PASSAGE PROVIDED →
NAME
Muldis::D::Ext::Rational - Muldis D extension for rational data types and operators
VERSION
This document is Muldis::D::Ext::Rational version 0.85.0.
PREFACE
This document is part of the Muldis D language specification, whose root document is Muldis::D; you should read that root document before you read this one, which provides subservient details.
DESCRIPTION
Muldis D has a mandatory core set of system-defined (eternally available) entities, which is referred to as the Muldis D core or the core; they are the minimal entities that all Muldis D implementations need to provide; they are mutually self-describing and are used to bootstrap the language; any entities outside the core, called Muldis D extensions, are non-mandatory and are defined in terms of the core or each other, but the reverse isn't true.
This current Rational document describes the system-defined Muldis D Rational Extension, which consists of rational data types and operators, essentially all the generic ones that a typical programming language should have, but for the bare minimum needed for bootstrapping Muldis D, which are defined in the language core instead.
This current document does not describe the polymorphic operators that all types, or some types including core types, have defined over them; said operators are defined once for all types in Muldis::D::Core.
This documentation is pending.
TYPE SUMMARY
Following are all the data types described in this document, arranged in a type graph according to their proper sub|supertype relationships (but that a few of them just reappear from the core set to provide a similar context, and aren't re-described here):
sys.std.Core.Type.Universal
sys.std.Core.Type.Empty
sys.std.Core.Type.Scalar
sys.std.Core.Type.DHScalar
# The following are all regular ordered scalar types.
sys.std.Core.Type.Rat
sys.std.Rational.Type.BRat
sys.std.Rational.Type.DRat
sys.std.Core.Type.Int
sys.std.Core.Type.NNInt
sys.std.Core.Type.PInt
# These are all finite integer types.
sys.std.Rational.Type.PInt2_36This documentation is pending.
SYSTEM-DEFINED RATIONAL-CONCERNING DATA TYPES
sys.std.Rational.Type.PInt2_36
This is an enumeration data type. PInt2_36 is a proper subtype of PInt where all member values are between 2 and 36. (The significance of the number 36 is 10 digits plus 26 letters.) Its default and minimum value is 2. Its maximum value is 36. The cardinality of this type is 35.

Object outline annotations:
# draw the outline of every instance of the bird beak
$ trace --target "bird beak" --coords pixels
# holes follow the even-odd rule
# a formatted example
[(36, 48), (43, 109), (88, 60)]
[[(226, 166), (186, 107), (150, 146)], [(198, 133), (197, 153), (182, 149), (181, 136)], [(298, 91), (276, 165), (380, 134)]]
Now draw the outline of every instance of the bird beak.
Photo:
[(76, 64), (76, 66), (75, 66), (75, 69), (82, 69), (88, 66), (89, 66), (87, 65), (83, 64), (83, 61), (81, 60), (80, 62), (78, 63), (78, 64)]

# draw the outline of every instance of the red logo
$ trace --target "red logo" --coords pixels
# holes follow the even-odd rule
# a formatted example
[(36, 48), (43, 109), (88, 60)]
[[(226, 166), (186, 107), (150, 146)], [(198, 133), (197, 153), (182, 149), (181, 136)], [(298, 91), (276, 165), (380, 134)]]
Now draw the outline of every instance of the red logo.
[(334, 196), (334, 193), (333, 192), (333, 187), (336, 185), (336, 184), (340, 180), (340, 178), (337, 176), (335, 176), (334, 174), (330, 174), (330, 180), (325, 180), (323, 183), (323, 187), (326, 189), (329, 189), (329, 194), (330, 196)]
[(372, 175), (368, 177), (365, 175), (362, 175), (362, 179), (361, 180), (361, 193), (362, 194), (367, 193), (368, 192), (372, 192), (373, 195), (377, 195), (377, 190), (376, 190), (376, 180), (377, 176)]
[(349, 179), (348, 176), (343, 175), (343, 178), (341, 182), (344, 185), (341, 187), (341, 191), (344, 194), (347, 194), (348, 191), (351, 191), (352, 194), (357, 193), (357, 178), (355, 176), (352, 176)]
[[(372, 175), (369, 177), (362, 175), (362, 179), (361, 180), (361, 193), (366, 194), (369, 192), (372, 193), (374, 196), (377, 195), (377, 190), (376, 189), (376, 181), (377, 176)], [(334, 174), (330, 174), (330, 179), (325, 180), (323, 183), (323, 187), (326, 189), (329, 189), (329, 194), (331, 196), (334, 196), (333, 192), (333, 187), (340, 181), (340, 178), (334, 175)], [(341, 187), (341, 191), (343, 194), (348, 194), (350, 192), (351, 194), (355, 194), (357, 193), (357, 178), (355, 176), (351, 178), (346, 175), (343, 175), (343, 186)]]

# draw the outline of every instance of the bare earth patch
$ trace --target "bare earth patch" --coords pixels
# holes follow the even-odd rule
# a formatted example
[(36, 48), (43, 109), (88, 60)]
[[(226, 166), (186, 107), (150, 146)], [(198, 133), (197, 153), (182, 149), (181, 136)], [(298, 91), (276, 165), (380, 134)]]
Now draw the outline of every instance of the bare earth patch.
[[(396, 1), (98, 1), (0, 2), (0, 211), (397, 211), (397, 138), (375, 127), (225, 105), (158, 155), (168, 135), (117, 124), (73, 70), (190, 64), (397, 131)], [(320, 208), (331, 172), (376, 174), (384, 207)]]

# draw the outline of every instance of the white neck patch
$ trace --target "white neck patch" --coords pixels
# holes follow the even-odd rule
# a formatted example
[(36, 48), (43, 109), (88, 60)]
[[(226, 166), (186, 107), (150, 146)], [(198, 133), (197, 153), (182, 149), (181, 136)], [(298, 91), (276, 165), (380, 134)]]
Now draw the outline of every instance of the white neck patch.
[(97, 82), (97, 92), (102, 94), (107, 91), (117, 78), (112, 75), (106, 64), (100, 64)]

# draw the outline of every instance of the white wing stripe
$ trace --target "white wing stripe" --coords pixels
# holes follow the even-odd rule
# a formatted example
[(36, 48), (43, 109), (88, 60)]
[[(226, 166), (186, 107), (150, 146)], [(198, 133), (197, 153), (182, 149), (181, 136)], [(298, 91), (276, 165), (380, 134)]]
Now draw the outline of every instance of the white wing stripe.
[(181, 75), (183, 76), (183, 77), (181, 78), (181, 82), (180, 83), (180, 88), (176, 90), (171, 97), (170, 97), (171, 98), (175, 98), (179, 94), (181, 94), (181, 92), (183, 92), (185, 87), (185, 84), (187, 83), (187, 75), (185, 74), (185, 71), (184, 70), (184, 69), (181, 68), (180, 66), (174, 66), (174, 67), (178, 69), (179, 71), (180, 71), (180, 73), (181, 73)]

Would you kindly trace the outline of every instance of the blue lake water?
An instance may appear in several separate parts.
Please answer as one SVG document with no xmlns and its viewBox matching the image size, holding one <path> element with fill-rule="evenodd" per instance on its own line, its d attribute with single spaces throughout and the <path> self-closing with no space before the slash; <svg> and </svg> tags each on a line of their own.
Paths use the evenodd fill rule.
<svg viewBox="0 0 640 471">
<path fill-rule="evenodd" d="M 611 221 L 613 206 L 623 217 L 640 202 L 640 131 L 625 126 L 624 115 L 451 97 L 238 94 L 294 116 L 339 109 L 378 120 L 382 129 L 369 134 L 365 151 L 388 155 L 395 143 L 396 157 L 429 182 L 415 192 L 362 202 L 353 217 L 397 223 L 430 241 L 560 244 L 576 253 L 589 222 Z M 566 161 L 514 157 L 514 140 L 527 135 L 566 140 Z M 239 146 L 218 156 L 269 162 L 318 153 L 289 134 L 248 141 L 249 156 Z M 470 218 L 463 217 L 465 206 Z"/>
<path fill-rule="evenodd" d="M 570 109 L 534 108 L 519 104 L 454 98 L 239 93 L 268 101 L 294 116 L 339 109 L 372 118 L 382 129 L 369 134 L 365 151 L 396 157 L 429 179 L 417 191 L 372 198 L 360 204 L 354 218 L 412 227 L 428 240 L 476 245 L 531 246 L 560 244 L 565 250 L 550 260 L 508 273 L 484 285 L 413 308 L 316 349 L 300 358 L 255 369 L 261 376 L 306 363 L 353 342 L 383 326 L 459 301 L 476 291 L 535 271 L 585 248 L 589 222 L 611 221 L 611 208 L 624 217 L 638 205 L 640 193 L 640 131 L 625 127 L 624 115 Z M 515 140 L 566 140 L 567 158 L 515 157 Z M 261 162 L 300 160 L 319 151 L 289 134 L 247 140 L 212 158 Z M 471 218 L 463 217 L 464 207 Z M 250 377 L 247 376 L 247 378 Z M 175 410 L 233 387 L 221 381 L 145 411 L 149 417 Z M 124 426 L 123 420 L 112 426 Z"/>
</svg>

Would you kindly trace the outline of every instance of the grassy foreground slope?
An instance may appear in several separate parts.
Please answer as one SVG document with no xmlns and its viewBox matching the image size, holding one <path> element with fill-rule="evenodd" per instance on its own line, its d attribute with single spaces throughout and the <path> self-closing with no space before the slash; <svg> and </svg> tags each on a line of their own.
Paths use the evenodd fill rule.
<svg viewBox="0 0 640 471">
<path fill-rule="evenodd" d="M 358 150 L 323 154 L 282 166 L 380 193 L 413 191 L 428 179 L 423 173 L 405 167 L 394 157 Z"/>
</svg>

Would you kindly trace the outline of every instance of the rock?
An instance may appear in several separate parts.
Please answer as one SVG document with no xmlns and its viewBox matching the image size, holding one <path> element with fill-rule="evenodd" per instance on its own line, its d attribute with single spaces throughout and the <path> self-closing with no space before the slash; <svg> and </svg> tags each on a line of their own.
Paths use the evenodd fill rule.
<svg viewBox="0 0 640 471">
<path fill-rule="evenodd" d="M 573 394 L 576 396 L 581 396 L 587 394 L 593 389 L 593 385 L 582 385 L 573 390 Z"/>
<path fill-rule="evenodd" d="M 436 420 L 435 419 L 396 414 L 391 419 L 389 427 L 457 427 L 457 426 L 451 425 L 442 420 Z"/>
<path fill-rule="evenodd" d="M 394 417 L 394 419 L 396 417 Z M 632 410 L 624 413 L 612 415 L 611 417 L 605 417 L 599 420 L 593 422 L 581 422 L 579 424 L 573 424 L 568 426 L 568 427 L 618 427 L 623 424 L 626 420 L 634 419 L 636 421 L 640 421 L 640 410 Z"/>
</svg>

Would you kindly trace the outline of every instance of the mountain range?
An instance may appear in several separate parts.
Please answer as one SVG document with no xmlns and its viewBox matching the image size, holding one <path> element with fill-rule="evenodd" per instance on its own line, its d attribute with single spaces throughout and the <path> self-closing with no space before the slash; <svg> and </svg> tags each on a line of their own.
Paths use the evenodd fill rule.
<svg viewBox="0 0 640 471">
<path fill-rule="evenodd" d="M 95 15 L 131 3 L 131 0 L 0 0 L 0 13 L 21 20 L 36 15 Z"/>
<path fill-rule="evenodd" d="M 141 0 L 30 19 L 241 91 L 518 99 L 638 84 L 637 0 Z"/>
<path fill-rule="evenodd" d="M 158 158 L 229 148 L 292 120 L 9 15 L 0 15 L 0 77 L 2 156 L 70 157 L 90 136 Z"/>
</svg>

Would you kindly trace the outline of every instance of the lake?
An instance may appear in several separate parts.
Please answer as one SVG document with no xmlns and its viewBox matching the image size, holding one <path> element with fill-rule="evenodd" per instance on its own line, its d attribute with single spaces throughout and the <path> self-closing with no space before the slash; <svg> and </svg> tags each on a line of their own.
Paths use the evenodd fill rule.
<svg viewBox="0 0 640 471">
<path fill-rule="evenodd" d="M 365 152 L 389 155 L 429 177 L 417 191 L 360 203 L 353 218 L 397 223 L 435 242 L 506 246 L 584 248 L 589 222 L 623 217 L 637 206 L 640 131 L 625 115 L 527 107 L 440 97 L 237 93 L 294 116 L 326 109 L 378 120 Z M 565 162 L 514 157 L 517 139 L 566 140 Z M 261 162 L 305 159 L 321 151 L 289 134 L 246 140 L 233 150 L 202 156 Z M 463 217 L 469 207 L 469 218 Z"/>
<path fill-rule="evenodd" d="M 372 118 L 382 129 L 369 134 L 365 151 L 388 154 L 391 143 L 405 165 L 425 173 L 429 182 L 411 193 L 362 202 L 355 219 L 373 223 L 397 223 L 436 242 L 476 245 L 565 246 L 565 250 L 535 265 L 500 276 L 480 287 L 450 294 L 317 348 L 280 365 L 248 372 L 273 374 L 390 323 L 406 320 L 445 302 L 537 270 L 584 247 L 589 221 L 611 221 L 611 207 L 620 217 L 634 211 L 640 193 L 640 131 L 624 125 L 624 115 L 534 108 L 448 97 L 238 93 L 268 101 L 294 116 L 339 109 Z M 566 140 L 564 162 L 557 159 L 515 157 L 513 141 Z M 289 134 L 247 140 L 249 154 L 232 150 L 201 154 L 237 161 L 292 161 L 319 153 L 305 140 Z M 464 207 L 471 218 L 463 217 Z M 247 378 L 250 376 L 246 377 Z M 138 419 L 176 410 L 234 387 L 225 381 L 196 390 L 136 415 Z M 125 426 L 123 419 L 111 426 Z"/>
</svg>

SET OF TASKS →
(1) Summarize the Rational extension document in two sentences.
(2) What cardinality does the Rational extension document give for the PInt2_36 type?

SOLUTIONS TO THE EXERCISE →
(1) The Rational extension document describes the Muldis D Rational Extension, a non-mandatory extension made up of rational data types and operators, while the bare minimum needed for bootstrapping Muldis D is defined in the language core instead. It lays out its data types in a type graph of sub/supertype relationships and defines PInt2_36, an enumeration type that is a proper subtype of PInt whose member values run from 2 to 36.

(2) 35